[TASKS TO PERFORM]:
A – In the Pac-12 football thread, list the teams that the opening post names as having beaten Pac-12 teams.
B – Carry on the Pac-12 football thread from its last line.

[EXCERPT]:
_____
# Pathetic 12



## wyoming2utah (Sep 12, 2007)

Another ho-hum start to the Pathetic-12 football season...at least UCLA won; otherwise, it would look pretty bleak! I mean, ouch, losses to USU, Montana, Nevada, Purdue, KSU and BYU and narrow miss to Fresno...


----------



## BPturkeys (Sep 13, 2007)

wyoming2utah said:


> Another ho-hum start to the Pathetic-12 football season...at least UCLA won; otherwise, it would look pretty bleak! I mean, ouch, losses to USU, Montana, Nevada, Purdue, KSU and BYU and narrow miss to Fresno...


Hum, I thought the Utes played last week...I know I know, BYU fans wish Utah didn't exist, but alas, they do, and they beat the pants off the "Y" 'bout every year 😂😂😿😿😿👖👖👖🧁🧁


----------



## BigT (Mar 11, 2011)

Aren't you a Pokes fan? How'd they fare last weekend? 

I think you pointed out that the Pac-12 North isn't looking too good. I do enjoy that you suggested that USU and BYU are dogs though. Stanford and Oregon State losing on the road to two P5 programs is irrelevant! No excuse for Washington, Cal, or even Washington State. 

Pac South looks pretty good this year.


----------



## wyoming2utah (Sep 12, 2007)

Not a pokes fan...I root for the Utes.

....I guess you could say that the Pathetic-South looks good, but only one team had a quality win.


----------



## Catherder (Aug 2, 2008)

wyoming2utah said:


> Not a pokes fan...I root for the Utes.
> 
> ....I guess you could say that the Pathetic-South looks good, but only one team had a quality win.



From one Utes fan to another, you sound more like a Deseret News message board cougarfan every year.  (Not that there is anything inherently wrong with that.)

But yes, the Pac-12 defecated all over themselves last week.


----------



## BigT (Mar 11, 2011)

Catherder said:


> From one Utes fan to another, you sound more like a Deseret News message board cougarfan every year.  (Not that there is anything inherently wrong with that.)
> 
> But yes, the Pac-12 defecated all over themselves last week.


That Washington loss is horrible! Oregon has a big game this weekend at Ohio State. And the fact of the matter is they need to show well. Reality is they need to win, but with their performance against Fresno State, it would seem the 14 point spread is about right.


----------



## wyoming2utah (Sep 12, 2007)
_____
[DATASET CONTENT]:

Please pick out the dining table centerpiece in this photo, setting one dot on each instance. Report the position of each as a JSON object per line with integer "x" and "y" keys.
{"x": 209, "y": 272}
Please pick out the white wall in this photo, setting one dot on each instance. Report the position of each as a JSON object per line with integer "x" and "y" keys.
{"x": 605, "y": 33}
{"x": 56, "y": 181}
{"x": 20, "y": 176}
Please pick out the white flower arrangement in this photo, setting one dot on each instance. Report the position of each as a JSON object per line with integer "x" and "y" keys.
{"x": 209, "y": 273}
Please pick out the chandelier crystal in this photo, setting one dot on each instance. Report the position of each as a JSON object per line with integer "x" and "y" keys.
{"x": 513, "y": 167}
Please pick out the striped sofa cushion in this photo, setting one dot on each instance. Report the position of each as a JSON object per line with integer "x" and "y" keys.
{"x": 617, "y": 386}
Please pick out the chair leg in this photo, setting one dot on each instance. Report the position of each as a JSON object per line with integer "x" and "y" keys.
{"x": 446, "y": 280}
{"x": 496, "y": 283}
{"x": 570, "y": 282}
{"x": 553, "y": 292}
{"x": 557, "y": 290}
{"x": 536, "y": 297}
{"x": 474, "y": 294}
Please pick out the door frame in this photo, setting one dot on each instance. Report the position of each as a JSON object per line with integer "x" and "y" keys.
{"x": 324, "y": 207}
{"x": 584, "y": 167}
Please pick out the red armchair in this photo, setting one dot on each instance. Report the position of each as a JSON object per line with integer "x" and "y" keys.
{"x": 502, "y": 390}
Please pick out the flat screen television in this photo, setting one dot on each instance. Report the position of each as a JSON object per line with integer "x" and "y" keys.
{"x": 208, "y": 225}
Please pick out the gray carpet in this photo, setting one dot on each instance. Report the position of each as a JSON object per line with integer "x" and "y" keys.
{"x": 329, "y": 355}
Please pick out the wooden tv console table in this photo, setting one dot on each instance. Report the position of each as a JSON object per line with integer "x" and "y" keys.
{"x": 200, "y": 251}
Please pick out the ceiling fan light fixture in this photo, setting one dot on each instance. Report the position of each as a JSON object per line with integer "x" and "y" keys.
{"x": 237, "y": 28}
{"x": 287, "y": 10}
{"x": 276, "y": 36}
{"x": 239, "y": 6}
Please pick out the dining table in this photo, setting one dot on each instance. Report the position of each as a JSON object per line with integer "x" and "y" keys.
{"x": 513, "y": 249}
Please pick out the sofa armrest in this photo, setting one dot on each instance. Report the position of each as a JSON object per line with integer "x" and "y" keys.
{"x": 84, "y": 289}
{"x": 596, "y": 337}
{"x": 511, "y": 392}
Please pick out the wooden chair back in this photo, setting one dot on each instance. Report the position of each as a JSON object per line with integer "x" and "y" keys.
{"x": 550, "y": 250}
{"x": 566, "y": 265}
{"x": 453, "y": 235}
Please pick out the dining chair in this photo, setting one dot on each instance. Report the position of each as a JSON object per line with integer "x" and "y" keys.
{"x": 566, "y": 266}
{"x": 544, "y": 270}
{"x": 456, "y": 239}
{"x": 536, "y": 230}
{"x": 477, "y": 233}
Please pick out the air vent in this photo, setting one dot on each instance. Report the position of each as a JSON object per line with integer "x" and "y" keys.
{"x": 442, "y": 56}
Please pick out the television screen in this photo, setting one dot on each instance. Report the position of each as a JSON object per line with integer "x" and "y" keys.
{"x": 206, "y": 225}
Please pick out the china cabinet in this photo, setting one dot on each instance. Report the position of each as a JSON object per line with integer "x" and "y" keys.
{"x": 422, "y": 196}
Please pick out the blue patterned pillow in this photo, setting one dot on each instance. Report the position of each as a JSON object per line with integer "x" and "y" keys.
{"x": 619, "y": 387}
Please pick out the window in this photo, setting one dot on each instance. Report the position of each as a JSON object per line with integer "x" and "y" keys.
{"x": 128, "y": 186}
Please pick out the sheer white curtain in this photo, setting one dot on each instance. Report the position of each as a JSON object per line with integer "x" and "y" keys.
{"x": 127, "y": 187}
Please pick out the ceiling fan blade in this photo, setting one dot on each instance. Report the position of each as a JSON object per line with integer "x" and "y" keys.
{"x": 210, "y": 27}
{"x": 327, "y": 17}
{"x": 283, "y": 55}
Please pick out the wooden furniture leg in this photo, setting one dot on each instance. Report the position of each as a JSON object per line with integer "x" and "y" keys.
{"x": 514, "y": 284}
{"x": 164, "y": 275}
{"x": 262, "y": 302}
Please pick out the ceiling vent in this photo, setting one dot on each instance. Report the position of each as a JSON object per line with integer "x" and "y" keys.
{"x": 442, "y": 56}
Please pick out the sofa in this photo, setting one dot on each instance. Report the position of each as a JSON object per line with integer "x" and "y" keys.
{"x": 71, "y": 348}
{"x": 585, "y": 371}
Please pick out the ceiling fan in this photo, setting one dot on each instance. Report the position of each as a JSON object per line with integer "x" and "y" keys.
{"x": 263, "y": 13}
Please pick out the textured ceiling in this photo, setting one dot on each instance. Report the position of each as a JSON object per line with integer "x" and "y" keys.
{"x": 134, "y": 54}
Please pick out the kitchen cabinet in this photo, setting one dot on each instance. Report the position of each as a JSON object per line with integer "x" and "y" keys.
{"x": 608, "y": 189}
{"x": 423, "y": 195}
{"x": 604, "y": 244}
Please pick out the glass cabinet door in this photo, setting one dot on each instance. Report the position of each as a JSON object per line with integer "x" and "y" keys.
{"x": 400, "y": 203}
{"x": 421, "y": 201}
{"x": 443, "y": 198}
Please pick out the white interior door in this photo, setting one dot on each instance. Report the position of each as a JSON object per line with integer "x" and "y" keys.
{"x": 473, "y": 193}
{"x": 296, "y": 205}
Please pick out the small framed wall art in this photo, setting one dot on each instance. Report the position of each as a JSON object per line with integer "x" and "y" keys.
_____
[RESPONSES TO THE EXERCISE]:
A – USU, Montana, Nevada, Purdue, KSU, BYU

B –
I didn't get to watch the Utes against Weber...I was disappointed with the outcome nevertheless. I watched the first half of the BYU game. I think this weekend's game will be interesting. I don't think I can take the zoub fans celebrating an end to the skid...


----------



## PBH (Nov 7, 2007)

wyoming2utah said:


> I don't think I can take the zoub fans celebrating an end to the skid...


We _only_ had two testimonies in Sacrament meeting Sunday that included the BYU win over Arizona. 
One guy said "what better way to start a Sunday than by having BYU playing football [at 12:15am]".
Then had another guy get up and comment that the game was played in Pacific time zone, so they actually finished prior to midnight (Pacific time) and thus, did not break the Sabath by playing on Sunday. But he was sure that God was still watching...


I really can't handle the BYU football testimonies. It really takes away what I go to church for. I think I'll start fishing on Sundays that follow a BYU football win.

Hey -- I think I just became a BYU football fan. Go zoobs!!


----------



## Critter (Mar 20, 2010)

PBH said:


> I really can't handle the BYU football testimonies. It really takes away what I go to church for. I think I'll start fishing on Sundays that follow a BYU football win.
> 
> Hey -- I think I just became a BYU football fan. Go zoobs!!


It is better to just go fishing on Sundays anyway.


----------



## Catherder (Aug 2, 2008)

PBH said:


> I really can't handle the BYU football testimonies. It really takes away what I go to church for. I think I'll start fishing on Sundays that follow a BYU football win.
> 
> Hey -- I think I just became a BYU football fan. Go zoobs!!



Do what you will on other weeks, but we will expect your fanny to be in church *THIS* upcoming week. 

*Go Utes*.


----------



## Vanilla (Dec 11, 2009)

wyoming2utah said:


> I root for the Utes.


No you don’t. You pretend to so you can make dumb comments like this one at the top of this thread, but you’re not a fan.

Go cheer for the kuugs and the racial slurs. Quit posing!


----------



## CPAjeff (Dec 20, 2014)

I wish the Y and the U played last week … I’m always a fan of the testimonies after a Y loss. You know, all about trials, tribulation, unanswered prayers, etc. 😉


----------



## 2full (Apr 8, 2010)

As they used to say..........Utah by 5. 

Dad used to by U of U season to tickets when I was a kid. My brother and I got to go once or twice a year with him. I remember the bags of salted p nuts the most. 

Great memories !!


----------



## taxidermist (Sep 11, 2007)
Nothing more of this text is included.